- _FRAGMENTO DEL DOCUMENTO_
::::::::::
En el arte hay formas groseras de expresar el racismo, como Hugo Wast en su novela El Kahal-Oro; otra, menos grosera pero visible: Shylock, en el Mercader de Venecia, de Shakespeare, o Fagin, en Oliver Twist, de Dickens. Pero hay una manera sutil de expresarlo. Casi imperceptible. Como si fuera natural. Incluso, el que lo expresa puede considerarse a sí mismo en nada racista. Y otros, que lo ven, no encontrar nada de malo.

Esta forma de racismo es casi imperceptible porque yace en el fondo de los hombres, en su formación cultural que les hace creer que es «normal» lo que no lo es. El caso que muestro es el de una obra maestra. Sin duda que lo es. Pero no es la perfección de la pintura lo que debe mirarse sino lo que la pintora reflejó, seguramente, sin mala intención. Simplemente, como a todos, le pareció «normal». ¿Por qué no lo sería?

Marie-Guillemine Benoist es la pintora, una muy buena. Pintó unos cuantos retratos entre la última década del siglo 18 y las dos primeras del 19. Una época difícil para que las mujeres se expresaran libremente en arte. Ella lo hizo y fue bien aceptada en el Salón de París de 1800 con un cuadro muy particular, hoy ubicado en el Louvre. No es necesario decir que, en la misma época, pintó retratos de varias mujeres. Pero ninguno como este. Prestando atención a los títulos, miremos.
::::::::::
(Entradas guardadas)
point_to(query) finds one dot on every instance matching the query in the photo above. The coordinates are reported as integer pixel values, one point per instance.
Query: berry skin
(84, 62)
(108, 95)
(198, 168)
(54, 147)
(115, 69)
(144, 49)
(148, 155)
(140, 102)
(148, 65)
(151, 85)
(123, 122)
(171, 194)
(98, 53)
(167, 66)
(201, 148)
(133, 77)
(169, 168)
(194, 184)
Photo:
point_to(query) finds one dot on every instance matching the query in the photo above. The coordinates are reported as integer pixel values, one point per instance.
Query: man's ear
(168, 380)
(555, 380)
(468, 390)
::::::::::
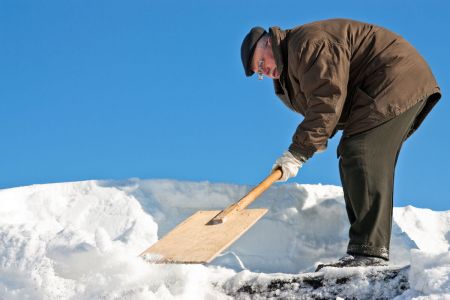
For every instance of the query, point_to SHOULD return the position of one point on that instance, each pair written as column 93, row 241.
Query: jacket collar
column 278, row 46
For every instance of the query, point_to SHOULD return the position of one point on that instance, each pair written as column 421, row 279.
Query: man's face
::::::::::
- _TAREAS POR REALIZAR_
**1.** Vuelve a teclear el pasaje del texto sobre el racismo en el arte que empieza en «En el arte hay» y llega hasta «nada de malo.», sin alterar nada.
**2.** Prolonga el texto sobre el racismo en el arte a partir del punto en que se interrumpe.
Las filas no intervienen en nada de esto.

- _RESULTADOS POR TAREA_
**1.**
En el arte hay formas groseras de expresar el racismo, como Hugo Wast en su novela El Kahal-Oro; otra, menos grosera pero visible: Shylock, en el Mercader de Venecia, de Shakespeare, o Fagin, en Oliver Twist, de Dickens. Pero hay una manera sutil de expresarlo. Casi imperceptible. Como si fuera natural. Incluso, el que lo expresa puede considerarse a sí mismo en nada racista. Y otros, que lo ven, no encontrar nada de malo.

**2.**
Retrato de Madame Jeanne Desbassayns de Richemont y su hijo Eugéne
Retrato de Marie-Louise Bonaparte, Gran Duquesa de Toscana
Retrato de Pauline Bonaparte, Duquesa de Guastalla y Princesa Borghese
Retrato de una negra

Una pena que nunca pintara «Retrato de una blanca», con una mujer sentada y con las tetas al aire. Olimpia o la mujer desnuda en el Almuerzo en la hierba, de Manet, no hubieran sido tan escandalosos sesenta años después.  Y este cuadro, considerado una muestra de la emancipación de la mujer y una alegoría sobre la abolición de la esclavitud en Francia sería eso y no lo que es: «el retrato de una negra».